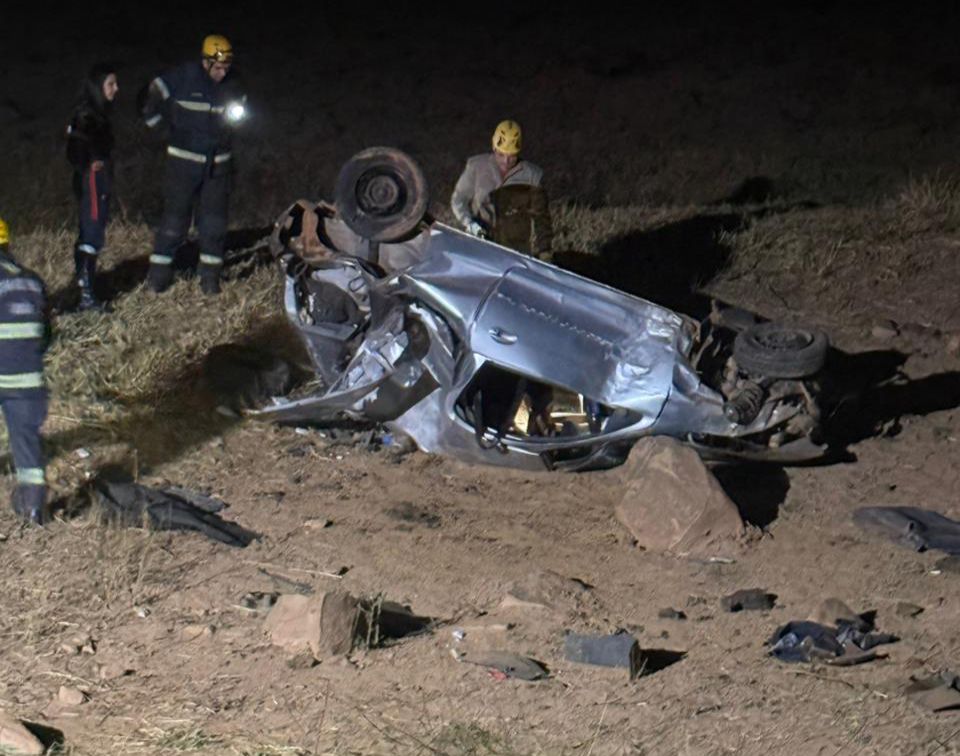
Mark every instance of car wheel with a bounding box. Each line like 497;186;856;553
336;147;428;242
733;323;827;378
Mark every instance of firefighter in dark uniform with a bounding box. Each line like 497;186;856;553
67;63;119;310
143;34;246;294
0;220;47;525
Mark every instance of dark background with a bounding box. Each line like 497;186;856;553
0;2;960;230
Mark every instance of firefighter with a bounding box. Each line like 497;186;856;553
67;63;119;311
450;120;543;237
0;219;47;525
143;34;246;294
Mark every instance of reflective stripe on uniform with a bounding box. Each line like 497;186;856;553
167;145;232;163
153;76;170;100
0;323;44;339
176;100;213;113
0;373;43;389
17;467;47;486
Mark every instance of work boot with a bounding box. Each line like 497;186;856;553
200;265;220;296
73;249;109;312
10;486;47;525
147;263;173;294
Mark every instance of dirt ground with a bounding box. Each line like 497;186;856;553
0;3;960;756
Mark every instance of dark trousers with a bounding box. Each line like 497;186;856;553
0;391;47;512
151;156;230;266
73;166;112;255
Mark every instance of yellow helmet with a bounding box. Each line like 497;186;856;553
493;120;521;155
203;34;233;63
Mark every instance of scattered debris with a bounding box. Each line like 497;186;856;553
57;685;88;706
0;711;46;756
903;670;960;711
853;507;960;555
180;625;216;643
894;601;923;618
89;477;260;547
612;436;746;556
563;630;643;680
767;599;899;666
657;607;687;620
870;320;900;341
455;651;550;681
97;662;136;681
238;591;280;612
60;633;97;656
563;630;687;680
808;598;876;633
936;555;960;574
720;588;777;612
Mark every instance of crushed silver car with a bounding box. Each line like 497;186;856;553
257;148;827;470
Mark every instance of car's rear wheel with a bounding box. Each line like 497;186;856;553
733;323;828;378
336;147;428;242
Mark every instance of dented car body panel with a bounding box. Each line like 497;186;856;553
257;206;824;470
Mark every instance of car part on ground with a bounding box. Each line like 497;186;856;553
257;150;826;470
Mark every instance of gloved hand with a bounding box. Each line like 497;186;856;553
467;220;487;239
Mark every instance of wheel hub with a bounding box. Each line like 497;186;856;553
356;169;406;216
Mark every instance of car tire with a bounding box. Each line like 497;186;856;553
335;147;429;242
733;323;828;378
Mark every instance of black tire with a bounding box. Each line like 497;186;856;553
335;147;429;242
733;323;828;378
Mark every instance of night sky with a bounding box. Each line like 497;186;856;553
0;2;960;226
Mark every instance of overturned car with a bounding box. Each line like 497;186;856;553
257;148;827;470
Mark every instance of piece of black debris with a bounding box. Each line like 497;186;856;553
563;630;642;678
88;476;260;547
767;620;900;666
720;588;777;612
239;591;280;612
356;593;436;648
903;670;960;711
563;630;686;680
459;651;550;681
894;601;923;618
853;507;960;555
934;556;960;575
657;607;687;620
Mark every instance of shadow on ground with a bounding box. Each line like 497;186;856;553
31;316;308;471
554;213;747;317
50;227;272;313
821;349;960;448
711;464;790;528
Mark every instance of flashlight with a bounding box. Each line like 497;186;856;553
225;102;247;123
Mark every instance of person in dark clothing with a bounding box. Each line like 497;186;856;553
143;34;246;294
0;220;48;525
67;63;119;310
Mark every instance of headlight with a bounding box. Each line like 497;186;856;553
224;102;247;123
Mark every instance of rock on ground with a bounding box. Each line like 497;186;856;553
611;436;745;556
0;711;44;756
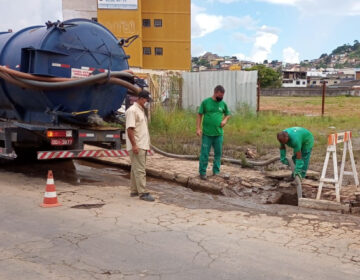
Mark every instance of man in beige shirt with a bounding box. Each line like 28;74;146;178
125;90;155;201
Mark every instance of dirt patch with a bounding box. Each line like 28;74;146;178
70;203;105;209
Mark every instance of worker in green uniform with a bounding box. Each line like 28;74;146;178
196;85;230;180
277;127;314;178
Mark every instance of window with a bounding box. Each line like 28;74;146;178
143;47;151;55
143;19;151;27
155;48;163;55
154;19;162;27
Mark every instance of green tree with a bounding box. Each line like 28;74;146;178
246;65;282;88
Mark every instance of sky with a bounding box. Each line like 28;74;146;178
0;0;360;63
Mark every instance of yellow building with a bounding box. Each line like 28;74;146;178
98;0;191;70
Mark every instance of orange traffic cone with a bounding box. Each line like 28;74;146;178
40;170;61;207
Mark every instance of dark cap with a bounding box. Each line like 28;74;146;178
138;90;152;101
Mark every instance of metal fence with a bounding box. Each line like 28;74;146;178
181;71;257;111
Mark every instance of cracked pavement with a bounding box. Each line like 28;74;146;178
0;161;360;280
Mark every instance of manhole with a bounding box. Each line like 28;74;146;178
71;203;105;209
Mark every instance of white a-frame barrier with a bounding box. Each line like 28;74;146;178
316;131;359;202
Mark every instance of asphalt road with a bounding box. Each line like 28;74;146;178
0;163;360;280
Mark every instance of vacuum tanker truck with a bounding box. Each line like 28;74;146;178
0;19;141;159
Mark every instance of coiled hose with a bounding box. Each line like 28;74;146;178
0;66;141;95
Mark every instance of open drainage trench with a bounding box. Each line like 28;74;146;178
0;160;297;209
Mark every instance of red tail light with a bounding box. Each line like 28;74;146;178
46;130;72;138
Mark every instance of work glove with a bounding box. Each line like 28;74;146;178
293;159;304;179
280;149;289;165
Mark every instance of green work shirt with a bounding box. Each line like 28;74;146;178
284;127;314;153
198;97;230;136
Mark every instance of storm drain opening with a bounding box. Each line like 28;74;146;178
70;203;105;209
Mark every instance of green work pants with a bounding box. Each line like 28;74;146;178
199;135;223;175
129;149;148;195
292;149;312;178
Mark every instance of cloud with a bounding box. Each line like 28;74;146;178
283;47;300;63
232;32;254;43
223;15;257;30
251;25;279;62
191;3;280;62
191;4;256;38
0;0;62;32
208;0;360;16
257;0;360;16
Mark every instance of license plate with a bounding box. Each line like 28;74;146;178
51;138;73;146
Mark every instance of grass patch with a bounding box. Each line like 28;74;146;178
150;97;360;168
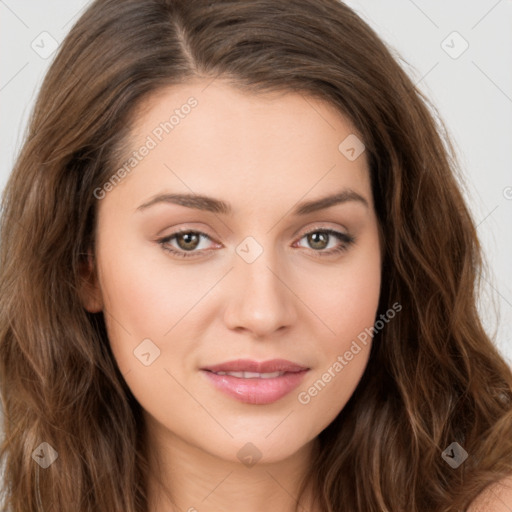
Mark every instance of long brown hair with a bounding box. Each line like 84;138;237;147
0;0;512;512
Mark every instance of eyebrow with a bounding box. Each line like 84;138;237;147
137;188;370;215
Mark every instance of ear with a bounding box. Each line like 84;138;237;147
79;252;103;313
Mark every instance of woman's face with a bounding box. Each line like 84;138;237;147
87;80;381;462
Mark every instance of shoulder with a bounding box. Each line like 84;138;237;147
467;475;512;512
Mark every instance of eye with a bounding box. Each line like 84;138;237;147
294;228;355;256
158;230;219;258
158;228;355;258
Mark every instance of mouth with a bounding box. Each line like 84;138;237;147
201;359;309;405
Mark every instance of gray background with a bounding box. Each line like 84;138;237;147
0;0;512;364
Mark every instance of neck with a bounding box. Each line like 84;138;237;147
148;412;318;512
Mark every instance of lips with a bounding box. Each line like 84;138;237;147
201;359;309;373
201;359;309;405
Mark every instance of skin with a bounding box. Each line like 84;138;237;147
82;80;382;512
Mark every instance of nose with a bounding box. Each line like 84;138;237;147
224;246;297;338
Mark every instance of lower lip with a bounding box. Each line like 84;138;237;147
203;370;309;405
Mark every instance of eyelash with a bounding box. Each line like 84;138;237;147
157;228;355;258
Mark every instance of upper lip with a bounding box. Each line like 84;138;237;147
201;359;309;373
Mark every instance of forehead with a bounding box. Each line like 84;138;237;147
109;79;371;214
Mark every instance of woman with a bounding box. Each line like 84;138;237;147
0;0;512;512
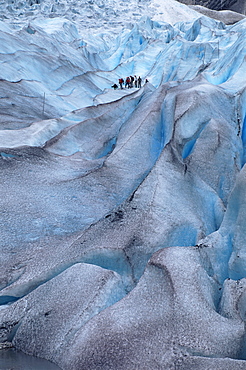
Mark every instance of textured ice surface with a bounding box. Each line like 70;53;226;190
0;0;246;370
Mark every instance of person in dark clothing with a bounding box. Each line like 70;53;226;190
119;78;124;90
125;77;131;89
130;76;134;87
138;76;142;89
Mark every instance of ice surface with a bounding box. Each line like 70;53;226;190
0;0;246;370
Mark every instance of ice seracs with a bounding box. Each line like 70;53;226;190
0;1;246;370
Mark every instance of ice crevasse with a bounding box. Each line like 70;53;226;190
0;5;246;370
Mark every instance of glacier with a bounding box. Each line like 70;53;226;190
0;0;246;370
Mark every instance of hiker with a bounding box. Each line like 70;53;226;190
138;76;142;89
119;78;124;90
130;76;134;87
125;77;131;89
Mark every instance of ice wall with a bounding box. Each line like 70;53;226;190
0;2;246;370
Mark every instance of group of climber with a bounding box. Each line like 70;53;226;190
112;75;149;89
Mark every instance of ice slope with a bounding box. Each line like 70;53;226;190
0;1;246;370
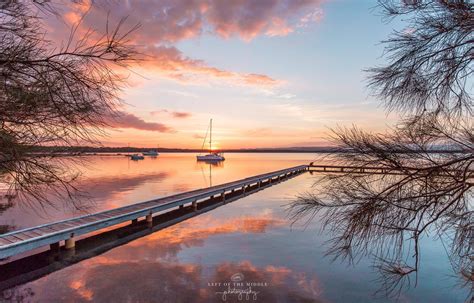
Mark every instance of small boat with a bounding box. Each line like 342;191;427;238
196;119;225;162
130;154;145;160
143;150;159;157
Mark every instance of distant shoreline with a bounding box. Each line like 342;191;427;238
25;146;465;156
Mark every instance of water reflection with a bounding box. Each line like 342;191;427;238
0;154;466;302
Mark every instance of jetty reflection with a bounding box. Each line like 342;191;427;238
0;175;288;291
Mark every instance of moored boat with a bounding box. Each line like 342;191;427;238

# # # #

> [TASK DESCRIPTION]: Lay out the lines from the start of the records through the line containing "0;220;47;525", both ends included, as a JSON list of strings with one string per line and no blank lines. Leave the pictures out.

> [SOLUTION TO THIS TASK]:
[
  "Mark every instance of car wheel with a bounding box. Each line like 497;186;856;553",
  "336;147;428;242",
  "733;323;827;378",
  "Mark every instance of firefighter in dark uniform with a bounding box. Each line like 497;186;856;553",
  "67;63;119;310",
  "143;34;246;294",
  "0;220;47;525"
]